begin ITEMS

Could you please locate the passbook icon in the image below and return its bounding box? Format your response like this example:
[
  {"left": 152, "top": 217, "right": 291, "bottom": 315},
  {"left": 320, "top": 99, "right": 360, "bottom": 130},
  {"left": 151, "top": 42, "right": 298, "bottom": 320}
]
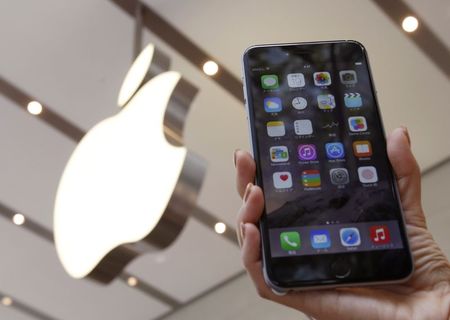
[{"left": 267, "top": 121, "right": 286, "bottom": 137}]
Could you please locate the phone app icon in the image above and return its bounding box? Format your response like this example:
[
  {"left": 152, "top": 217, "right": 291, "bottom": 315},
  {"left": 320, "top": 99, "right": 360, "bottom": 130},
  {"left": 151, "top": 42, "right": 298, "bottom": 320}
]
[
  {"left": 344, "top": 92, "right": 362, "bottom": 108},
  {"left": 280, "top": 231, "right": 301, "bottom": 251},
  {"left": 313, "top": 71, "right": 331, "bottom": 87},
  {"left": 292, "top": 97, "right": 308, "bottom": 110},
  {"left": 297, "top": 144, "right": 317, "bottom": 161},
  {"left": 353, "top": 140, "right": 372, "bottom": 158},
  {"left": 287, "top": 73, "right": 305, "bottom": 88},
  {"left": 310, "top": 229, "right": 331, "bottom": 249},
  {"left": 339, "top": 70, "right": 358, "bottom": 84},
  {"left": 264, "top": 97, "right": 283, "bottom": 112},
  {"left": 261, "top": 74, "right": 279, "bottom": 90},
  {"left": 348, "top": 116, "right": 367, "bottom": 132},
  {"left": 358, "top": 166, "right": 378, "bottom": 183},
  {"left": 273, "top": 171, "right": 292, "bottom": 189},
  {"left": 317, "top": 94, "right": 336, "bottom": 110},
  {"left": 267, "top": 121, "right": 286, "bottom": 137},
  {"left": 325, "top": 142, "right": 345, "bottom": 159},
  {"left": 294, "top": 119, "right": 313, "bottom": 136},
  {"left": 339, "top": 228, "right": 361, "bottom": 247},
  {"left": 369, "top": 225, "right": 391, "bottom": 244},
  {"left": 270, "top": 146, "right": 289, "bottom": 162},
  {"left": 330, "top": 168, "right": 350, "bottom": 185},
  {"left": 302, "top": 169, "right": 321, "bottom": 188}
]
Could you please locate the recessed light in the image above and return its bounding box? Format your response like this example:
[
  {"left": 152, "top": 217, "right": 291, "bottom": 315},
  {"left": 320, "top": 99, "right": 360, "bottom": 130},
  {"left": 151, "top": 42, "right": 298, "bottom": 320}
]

end ITEMS
begin ITEMS

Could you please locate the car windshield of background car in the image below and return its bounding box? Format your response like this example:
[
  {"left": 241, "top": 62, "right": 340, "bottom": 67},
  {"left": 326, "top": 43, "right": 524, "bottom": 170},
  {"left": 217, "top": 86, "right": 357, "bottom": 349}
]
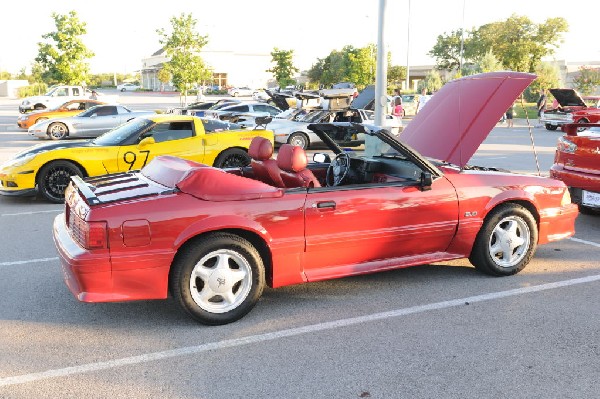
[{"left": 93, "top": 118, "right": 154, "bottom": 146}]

end ITEMS

EXERCISE GOAL ▸ Select every line in the entries above that contains the word "icon" and copy those lines.

RESPONSE TO THIS TASK ▸
Could you please locate the passbook icon in the image below and return its bounding box? Format your response like this example:
Could you please locate the phone app icon in the image above and return its bounding box? Format your response like this example:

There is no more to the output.